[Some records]
******

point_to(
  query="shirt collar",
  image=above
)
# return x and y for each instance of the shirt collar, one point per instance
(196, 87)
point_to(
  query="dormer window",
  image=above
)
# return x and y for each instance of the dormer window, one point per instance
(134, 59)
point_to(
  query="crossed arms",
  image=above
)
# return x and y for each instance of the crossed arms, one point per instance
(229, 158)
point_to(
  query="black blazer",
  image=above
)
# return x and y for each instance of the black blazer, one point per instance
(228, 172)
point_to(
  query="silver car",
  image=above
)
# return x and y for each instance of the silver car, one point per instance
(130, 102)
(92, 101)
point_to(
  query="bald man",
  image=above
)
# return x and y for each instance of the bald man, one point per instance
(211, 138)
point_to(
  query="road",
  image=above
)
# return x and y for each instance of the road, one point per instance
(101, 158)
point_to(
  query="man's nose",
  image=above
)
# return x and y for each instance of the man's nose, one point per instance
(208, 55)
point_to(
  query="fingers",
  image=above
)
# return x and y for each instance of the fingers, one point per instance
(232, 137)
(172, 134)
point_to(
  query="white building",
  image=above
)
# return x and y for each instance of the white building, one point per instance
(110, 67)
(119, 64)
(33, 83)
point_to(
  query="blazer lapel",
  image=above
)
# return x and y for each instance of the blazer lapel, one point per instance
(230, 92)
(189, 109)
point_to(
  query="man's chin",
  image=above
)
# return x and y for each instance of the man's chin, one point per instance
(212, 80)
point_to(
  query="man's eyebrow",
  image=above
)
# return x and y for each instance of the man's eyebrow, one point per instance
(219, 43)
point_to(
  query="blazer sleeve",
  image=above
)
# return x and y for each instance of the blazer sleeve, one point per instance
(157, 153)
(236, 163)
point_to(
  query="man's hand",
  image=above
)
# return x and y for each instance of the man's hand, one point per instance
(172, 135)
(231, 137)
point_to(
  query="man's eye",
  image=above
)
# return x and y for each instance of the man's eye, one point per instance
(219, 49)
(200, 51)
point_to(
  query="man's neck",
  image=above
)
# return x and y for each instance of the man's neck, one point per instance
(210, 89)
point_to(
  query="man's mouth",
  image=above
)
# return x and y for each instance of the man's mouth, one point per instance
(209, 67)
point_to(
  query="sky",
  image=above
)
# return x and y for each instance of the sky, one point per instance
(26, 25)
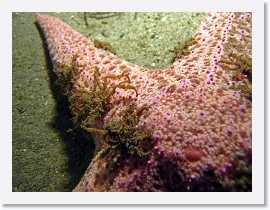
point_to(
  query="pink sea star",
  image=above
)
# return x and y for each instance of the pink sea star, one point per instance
(184, 128)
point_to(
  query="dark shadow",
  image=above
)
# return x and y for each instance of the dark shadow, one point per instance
(79, 147)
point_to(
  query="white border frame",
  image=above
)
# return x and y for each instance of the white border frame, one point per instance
(258, 191)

******

→ **The request**
Locate each line above that contains the string "road", with case counting, and copy all of those lines.

→ **Answer for the task**
  query="road",
# return x and y for each instance of the road, one point per instance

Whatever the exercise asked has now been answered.